▼▼▼

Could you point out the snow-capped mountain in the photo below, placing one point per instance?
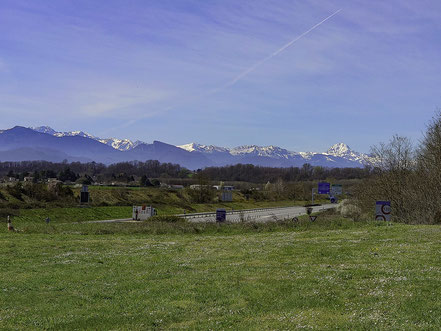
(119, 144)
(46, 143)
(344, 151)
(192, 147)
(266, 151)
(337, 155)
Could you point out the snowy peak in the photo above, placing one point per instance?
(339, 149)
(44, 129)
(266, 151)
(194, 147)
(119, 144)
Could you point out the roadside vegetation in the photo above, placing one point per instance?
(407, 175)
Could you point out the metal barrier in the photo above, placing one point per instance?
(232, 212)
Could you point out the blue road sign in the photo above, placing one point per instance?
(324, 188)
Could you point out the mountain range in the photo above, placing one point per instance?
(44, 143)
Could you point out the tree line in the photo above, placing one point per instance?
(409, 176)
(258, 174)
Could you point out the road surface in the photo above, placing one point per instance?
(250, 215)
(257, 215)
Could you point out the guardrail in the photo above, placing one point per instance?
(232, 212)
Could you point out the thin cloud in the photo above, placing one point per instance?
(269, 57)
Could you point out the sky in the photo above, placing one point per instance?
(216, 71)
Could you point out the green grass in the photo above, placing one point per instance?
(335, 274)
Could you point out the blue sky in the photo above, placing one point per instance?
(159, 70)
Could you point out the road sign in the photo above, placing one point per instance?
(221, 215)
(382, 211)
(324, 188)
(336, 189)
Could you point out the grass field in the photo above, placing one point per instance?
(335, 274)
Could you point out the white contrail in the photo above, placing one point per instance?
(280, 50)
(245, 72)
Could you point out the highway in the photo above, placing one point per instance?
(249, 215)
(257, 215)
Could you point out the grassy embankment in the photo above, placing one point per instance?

▲▲▲

# Aufgabenstellung
Wiederholen Sie sämtliche Einträge von oben Zeile für Zeile und wortgetreu. Lassen Sie die Bilder dabei aus.

# Lösung
Could you point out the snow-capped mountain in the photo below, placing one point per instance?
(119, 144)
(46, 143)
(344, 151)
(192, 147)
(266, 151)
(337, 155)
Could you point out the snowy peak in the photo above, placing one point per instance?
(339, 149)
(44, 129)
(266, 151)
(194, 147)
(119, 144)
Could you point out the roadside vegetation in the photo above, placing one point per instance?
(407, 175)
Could you point out the metal barrier in the photo above, placing one point per instance?
(232, 212)
Could you point out the blue road sign in the photo above, placing one point per instance?
(324, 188)
Could you point out the mountain range in the photo above, placing one point per instance?
(44, 143)
Could you point out the tree line in the photo above, placing one point per instance?
(409, 176)
(258, 174)
Could you point out the road surface in the photo above, placing one point per instance?
(250, 215)
(257, 215)
Could you point out the guardrail in the photo above, placing one point per instance?
(232, 212)
Could you point out the thin cloud in the photo above, placing one point per instance?
(269, 57)
Could you point out the sky in the photo above, placing one point per instance?
(216, 71)
Could you point out the green grass in the photo above, placing one point per instance?
(335, 274)
Could you point out the blue sky in the photo above, placing one point per instance?
(159, 70)
Could you point out the road sign in the photo above, placing one point per instance?
(221, 215)
(382, 211)
(324, 188)
(336, 189)
Could you point out the grass field in the photo above, placing one point per instance?
(335, 274)
Could you point out the white contrail in the photo above, placing one point per instance?
(280, 50)
(245, 72)
Could you point out the highway in the photo above, placing one point per instance?
(249, 215)
(257, 215)
Could you point out the grassy embankment in the photo above, placing one point per instance?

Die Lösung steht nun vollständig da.